## INSTRUCTIONS FOR THE TASK
Whenever the word "lake" appears in a line of the data below, copy that line.

## SOURCE MATERIAL

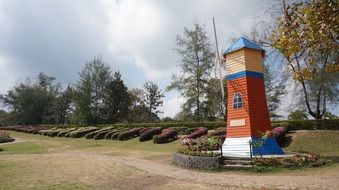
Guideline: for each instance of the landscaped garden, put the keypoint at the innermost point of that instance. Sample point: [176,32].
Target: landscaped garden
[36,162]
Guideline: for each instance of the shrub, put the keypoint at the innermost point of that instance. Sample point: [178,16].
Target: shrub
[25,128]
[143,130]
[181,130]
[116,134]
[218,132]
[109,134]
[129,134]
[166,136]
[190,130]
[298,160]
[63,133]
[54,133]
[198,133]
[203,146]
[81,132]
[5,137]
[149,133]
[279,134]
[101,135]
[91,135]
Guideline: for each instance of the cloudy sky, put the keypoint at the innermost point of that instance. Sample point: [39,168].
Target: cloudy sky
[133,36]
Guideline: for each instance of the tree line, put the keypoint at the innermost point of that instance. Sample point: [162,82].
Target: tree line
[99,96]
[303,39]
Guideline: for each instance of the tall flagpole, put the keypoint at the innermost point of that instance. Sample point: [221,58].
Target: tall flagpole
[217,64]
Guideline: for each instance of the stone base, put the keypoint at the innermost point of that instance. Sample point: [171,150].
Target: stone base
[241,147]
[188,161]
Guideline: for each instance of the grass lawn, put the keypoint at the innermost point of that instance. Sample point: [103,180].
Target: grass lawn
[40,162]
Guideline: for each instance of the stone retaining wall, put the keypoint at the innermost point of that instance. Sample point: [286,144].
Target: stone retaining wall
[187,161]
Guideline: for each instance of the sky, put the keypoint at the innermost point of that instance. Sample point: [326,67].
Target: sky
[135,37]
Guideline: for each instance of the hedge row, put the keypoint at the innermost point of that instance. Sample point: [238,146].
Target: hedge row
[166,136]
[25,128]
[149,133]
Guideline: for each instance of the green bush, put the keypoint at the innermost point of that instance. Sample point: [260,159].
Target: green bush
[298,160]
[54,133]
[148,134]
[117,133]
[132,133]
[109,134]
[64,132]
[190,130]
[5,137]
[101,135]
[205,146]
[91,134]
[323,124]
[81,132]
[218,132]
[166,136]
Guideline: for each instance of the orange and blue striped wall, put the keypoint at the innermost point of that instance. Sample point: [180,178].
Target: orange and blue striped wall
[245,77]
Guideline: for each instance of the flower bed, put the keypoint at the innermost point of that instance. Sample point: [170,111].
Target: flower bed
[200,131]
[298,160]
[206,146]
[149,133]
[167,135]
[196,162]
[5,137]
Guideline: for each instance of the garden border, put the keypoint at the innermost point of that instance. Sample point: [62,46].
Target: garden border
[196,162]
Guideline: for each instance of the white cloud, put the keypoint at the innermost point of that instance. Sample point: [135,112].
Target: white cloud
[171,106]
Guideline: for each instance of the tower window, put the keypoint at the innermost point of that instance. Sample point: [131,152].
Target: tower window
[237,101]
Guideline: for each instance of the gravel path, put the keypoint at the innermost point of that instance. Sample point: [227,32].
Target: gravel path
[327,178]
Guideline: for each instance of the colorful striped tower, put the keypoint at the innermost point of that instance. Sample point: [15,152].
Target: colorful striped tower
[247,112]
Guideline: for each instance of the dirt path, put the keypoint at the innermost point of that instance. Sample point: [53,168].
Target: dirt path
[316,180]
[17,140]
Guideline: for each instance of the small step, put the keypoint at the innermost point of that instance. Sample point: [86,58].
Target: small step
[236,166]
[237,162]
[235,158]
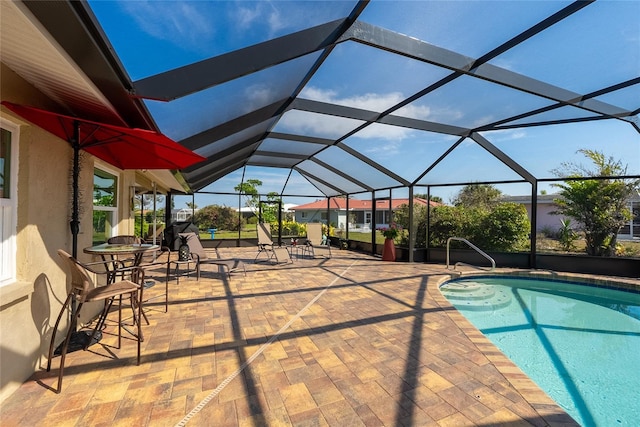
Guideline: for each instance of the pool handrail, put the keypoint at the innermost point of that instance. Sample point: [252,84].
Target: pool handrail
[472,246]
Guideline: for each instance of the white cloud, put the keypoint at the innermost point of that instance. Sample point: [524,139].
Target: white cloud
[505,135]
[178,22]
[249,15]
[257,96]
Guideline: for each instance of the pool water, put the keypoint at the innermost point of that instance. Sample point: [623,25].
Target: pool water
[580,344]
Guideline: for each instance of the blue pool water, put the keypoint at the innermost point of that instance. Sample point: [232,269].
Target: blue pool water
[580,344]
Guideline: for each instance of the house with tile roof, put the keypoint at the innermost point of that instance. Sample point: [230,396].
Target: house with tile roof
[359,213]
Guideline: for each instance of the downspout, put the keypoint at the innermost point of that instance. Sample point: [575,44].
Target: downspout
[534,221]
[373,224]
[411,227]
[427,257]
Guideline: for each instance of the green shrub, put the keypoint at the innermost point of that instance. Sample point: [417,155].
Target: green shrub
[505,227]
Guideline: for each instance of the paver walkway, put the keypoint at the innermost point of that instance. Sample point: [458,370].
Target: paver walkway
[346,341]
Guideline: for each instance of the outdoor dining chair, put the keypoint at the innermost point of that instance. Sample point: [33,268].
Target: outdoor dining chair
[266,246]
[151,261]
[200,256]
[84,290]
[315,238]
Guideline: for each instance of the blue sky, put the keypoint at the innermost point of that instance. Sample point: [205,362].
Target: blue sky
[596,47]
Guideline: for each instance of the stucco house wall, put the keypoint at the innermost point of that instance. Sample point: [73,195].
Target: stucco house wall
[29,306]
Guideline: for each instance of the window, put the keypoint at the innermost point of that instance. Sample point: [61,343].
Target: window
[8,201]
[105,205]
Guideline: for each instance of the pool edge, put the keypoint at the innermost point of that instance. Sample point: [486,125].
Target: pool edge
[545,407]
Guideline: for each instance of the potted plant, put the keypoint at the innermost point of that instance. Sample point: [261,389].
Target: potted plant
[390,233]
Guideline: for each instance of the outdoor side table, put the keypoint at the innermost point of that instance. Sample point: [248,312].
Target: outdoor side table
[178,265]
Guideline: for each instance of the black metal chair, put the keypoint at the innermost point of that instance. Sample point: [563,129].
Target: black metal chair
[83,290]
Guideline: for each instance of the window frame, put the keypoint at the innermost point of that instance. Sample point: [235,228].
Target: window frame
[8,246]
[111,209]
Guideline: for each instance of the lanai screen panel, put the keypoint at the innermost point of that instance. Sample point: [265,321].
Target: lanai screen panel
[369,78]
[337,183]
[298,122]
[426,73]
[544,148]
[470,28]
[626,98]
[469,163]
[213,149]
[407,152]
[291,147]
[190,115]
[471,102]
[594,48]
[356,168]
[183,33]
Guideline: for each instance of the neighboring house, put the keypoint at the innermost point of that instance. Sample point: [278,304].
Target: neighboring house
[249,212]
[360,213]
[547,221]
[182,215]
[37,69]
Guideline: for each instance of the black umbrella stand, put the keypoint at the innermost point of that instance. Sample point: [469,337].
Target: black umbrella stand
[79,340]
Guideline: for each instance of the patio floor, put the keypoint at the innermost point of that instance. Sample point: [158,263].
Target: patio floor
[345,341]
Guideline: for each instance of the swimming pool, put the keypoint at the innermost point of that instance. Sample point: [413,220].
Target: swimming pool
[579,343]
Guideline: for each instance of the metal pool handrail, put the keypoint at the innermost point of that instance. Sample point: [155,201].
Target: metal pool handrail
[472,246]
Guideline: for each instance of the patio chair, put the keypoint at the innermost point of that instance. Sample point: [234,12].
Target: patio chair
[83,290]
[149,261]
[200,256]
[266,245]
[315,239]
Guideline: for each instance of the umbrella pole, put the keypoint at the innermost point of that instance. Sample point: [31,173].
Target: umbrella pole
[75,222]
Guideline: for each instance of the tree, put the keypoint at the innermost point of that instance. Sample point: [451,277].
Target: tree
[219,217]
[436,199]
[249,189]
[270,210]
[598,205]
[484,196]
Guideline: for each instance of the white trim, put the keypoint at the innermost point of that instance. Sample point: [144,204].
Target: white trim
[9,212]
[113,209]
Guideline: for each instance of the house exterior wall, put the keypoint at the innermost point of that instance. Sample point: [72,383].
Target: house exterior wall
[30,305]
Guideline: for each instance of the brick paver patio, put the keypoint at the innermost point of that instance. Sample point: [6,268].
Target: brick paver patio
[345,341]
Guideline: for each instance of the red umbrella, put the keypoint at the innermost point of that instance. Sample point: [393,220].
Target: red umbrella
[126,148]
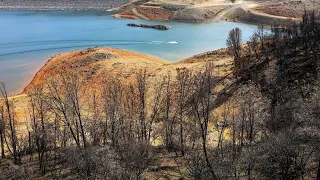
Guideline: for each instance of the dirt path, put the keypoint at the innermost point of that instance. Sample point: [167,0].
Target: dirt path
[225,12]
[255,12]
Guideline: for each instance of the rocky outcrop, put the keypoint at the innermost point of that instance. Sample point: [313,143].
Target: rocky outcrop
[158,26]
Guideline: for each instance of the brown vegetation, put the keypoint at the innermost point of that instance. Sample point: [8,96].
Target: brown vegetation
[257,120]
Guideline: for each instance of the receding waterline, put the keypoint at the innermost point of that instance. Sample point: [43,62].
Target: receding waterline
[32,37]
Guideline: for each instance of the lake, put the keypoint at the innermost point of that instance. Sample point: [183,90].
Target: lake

## RESPONSE
Guideline: for each instance of the lake, put the keypoint at the innermost point of that instance. Sample point: [183,90].
Target: lake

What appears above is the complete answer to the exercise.